_Aim:_ Render the material as a two-column CSV with the headers text and answer. Use one row per text-and-answer pair, and put each in a single quoted field with line breaks changed to spaces. Start at the line that has "[indicate] one point per instance, sample <point>154,52</point>." and stop after the line that has "<point>127,66</point>". Include nothing outside that span.

_Record set:_
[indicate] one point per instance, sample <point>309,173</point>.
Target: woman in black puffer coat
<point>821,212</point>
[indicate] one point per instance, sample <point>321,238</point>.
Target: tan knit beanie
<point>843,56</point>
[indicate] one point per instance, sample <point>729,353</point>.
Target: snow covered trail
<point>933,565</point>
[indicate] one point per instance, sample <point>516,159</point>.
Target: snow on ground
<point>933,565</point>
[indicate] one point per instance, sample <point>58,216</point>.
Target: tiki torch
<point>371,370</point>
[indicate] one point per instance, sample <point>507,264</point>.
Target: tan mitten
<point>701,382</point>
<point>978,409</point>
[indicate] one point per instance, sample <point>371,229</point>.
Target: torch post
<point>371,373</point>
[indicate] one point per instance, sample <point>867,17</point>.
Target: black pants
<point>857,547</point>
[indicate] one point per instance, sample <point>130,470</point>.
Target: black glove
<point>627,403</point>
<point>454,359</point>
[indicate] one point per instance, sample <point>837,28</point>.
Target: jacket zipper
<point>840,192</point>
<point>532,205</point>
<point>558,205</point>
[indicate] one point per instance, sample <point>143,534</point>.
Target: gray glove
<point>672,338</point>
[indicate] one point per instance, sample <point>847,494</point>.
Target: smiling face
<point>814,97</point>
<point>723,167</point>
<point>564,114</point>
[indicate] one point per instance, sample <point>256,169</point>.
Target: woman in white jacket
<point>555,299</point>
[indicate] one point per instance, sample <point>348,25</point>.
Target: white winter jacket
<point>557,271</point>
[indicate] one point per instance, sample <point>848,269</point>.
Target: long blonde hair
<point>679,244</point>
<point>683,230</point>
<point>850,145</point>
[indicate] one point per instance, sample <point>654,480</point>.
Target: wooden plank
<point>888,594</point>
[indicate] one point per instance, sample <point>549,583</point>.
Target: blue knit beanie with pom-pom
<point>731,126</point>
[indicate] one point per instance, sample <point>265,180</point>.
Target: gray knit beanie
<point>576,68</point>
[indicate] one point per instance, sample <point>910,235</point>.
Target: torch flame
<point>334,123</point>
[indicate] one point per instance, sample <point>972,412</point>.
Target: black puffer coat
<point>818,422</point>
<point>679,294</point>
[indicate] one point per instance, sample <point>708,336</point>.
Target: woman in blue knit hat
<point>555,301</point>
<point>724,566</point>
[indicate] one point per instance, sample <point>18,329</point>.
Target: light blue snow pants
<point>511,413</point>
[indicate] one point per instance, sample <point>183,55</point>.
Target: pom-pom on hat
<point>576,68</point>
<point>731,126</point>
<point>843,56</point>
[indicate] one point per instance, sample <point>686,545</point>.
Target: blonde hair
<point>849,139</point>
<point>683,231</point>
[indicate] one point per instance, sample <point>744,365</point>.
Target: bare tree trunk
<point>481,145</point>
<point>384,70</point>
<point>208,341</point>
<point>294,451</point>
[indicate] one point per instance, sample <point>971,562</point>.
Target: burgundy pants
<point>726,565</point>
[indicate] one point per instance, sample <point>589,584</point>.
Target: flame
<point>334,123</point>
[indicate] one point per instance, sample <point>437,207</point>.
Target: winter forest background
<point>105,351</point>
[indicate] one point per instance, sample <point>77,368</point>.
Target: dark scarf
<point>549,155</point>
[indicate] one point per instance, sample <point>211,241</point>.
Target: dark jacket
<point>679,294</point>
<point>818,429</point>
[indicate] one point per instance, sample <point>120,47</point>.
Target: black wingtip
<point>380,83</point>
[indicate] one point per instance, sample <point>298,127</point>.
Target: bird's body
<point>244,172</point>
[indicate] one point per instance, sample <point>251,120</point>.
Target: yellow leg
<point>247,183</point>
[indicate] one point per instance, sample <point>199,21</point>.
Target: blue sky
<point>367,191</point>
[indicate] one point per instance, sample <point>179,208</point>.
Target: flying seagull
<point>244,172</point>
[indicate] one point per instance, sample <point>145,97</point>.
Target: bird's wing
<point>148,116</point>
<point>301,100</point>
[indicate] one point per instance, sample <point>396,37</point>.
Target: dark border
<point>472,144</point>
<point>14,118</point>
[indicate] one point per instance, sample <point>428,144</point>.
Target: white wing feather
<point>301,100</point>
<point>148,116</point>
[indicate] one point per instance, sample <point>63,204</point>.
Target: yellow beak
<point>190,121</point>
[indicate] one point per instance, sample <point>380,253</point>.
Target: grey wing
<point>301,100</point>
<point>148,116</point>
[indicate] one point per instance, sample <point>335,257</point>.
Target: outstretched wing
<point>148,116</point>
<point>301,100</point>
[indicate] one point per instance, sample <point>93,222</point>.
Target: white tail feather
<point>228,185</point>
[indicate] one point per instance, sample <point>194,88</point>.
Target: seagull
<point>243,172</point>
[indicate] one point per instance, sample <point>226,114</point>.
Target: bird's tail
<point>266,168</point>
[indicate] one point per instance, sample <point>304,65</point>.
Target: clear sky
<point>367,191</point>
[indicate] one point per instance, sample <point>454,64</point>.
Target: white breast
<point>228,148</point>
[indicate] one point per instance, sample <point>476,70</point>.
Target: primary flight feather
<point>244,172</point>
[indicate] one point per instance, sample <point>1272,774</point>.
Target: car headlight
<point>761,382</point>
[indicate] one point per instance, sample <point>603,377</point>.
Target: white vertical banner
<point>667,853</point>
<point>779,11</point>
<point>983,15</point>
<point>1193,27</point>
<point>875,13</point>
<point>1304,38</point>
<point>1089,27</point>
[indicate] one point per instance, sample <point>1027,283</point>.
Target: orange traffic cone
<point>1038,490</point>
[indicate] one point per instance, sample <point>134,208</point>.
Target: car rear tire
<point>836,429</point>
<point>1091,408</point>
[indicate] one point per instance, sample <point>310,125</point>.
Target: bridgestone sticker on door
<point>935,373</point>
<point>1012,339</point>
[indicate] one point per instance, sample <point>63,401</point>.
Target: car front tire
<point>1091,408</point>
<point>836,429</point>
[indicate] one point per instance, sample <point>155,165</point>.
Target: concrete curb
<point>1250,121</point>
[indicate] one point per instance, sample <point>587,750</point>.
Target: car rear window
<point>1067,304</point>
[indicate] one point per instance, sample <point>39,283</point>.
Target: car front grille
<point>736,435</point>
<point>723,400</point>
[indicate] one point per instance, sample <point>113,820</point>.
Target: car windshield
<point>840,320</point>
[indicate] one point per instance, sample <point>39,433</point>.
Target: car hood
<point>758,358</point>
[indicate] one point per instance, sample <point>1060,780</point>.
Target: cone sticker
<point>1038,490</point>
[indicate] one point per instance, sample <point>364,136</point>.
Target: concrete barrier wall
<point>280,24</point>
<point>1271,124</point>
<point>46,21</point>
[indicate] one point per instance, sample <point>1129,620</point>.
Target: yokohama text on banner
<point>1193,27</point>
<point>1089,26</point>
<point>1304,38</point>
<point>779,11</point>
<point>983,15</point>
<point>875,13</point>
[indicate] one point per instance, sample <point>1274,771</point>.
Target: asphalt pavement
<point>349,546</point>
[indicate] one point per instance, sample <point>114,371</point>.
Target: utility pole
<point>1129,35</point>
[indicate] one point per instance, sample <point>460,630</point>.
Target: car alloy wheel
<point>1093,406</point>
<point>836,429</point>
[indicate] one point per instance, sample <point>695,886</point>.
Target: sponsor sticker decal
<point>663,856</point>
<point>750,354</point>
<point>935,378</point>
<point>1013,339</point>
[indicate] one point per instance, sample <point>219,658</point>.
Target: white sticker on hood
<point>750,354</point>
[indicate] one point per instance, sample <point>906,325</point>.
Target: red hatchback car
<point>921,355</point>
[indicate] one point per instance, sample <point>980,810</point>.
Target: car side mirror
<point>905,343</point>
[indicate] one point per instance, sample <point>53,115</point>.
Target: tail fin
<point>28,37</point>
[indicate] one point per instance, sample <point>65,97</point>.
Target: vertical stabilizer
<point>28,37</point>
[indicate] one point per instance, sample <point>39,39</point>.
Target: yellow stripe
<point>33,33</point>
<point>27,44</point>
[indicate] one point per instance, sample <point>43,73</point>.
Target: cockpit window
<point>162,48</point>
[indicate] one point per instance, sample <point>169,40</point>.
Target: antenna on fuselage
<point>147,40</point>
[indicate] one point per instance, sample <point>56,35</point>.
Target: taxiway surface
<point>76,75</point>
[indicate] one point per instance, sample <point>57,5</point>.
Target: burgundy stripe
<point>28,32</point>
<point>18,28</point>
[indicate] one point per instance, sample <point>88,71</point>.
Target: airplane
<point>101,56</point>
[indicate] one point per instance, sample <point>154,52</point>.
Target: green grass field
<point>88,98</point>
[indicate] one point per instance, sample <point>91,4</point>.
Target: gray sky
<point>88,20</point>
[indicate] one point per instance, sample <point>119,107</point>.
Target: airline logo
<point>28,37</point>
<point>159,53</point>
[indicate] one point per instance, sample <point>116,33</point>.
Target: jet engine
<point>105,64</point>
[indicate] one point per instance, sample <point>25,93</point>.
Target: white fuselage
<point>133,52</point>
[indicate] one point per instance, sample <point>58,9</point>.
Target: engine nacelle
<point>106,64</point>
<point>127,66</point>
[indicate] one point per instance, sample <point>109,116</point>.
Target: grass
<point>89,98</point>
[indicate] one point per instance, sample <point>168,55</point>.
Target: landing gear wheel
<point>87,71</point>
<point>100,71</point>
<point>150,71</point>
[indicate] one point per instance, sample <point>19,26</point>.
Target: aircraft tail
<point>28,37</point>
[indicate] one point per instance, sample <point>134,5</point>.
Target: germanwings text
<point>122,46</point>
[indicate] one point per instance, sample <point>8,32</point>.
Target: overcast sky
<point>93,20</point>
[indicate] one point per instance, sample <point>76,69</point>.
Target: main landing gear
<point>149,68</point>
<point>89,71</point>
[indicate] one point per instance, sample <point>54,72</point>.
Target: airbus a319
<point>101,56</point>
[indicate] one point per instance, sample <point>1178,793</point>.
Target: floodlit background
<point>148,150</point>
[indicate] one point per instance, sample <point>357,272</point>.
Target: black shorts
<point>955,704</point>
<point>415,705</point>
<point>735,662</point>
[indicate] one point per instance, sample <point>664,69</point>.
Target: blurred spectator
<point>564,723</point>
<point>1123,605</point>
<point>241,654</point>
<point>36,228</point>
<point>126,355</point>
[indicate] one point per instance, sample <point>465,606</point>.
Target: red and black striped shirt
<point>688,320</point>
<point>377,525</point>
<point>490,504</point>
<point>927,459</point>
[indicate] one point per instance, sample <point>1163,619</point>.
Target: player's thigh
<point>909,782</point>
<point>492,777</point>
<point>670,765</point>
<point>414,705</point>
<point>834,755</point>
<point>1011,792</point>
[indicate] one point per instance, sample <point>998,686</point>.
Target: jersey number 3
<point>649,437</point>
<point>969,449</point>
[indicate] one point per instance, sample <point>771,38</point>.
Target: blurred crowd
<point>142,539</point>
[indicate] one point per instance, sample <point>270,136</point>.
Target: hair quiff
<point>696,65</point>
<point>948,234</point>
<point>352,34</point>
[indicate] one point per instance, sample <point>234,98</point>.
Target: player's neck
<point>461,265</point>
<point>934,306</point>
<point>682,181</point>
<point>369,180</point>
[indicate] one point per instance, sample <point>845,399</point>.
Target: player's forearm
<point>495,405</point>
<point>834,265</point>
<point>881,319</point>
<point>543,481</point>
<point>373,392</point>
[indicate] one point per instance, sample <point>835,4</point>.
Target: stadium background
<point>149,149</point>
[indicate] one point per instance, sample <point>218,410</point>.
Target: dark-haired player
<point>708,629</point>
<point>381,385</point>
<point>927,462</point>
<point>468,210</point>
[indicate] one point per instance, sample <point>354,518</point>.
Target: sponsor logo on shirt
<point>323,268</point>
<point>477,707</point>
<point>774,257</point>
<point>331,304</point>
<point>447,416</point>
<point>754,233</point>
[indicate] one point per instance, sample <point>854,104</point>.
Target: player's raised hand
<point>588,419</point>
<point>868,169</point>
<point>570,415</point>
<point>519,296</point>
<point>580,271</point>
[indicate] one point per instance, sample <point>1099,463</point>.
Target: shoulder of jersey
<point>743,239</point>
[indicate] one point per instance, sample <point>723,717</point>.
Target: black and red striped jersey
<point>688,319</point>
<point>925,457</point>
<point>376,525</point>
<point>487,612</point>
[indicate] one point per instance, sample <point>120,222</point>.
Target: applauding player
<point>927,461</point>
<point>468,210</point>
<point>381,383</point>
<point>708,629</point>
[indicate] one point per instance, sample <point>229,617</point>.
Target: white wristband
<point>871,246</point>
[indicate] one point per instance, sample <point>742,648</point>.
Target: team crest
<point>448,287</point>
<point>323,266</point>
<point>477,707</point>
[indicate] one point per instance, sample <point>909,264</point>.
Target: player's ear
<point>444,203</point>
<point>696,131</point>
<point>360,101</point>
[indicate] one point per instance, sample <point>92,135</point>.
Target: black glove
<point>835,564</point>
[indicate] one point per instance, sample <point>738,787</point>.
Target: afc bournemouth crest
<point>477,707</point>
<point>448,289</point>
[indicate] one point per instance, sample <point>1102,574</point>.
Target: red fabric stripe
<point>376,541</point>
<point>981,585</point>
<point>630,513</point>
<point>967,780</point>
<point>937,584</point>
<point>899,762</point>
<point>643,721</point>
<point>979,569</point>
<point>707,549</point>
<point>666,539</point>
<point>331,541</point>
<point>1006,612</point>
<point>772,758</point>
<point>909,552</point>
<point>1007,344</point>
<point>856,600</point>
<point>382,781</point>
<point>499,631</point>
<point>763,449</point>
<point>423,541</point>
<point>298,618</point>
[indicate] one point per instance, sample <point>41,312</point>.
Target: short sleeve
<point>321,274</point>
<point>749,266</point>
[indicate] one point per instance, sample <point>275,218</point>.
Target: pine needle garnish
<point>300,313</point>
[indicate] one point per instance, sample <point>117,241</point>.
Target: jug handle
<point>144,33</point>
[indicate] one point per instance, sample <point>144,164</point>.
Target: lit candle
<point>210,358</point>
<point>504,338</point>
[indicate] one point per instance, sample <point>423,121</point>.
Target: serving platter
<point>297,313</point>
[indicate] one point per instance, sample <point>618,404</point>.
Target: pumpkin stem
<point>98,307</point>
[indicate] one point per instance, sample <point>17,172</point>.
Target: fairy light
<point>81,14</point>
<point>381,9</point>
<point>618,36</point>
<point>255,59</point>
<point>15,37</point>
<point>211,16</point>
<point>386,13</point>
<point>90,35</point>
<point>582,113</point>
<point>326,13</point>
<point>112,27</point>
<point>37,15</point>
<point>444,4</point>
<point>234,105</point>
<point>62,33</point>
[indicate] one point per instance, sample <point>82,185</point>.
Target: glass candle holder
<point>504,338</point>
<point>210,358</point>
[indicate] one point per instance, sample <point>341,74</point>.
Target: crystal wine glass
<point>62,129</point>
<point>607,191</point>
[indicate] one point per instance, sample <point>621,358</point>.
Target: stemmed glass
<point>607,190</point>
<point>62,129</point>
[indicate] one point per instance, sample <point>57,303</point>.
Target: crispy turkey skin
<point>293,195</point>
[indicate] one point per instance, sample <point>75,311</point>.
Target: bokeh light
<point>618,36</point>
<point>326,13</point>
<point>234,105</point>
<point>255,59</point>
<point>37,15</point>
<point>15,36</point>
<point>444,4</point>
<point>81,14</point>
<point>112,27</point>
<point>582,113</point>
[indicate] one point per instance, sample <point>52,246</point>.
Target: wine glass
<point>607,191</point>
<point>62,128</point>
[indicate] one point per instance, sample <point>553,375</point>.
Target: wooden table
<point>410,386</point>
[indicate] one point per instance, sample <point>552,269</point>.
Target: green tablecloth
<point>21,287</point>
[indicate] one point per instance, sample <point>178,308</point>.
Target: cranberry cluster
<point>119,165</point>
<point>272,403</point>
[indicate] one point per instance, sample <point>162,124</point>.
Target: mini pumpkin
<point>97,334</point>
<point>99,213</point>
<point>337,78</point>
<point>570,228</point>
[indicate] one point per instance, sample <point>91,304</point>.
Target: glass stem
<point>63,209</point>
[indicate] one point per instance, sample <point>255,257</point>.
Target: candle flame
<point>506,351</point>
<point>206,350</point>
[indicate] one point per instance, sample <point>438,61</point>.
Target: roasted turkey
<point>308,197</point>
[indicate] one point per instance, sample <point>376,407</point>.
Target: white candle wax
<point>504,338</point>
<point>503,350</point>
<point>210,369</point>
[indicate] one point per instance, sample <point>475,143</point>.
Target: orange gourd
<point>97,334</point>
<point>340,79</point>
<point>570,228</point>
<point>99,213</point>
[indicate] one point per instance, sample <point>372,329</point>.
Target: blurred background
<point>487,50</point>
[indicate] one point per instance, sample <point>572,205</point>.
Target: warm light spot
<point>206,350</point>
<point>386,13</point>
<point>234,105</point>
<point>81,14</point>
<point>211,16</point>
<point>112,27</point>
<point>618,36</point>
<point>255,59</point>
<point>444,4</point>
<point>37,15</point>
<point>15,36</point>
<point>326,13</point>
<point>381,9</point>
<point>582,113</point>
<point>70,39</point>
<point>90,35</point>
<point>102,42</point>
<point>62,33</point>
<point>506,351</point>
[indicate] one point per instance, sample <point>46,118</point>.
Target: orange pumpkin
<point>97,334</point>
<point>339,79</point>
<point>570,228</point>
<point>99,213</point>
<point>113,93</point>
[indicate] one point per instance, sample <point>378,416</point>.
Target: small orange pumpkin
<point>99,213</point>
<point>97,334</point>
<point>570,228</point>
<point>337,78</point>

_Problem solution:_
text,answer
"[indicate] one point per instance, sample <point>154,52</point>. Target: green grass field","<point>88,98</point>"
"[indicate] one point per instance, sample <point>91,4</point>. Target: gray sky","<point>88,20</point>"
"[indicate] one point per instance, sample <point>119,107</point>. Target: airline logo","<point>28,37</point> <point>159,53</point>"
"[indicate] one point per instance, sample <point>116,33</point>. Target: jet engine","<point>105,64</point>"
"[indicate] one point per instance, sample <point>25,93</point>. Target: white fuselage","<point>133,52</point>"
"[indicate] one point per instance, sample <point>58,9</point>. Target: engine nacelle","<point>106,64</point> <point>127,66</point>"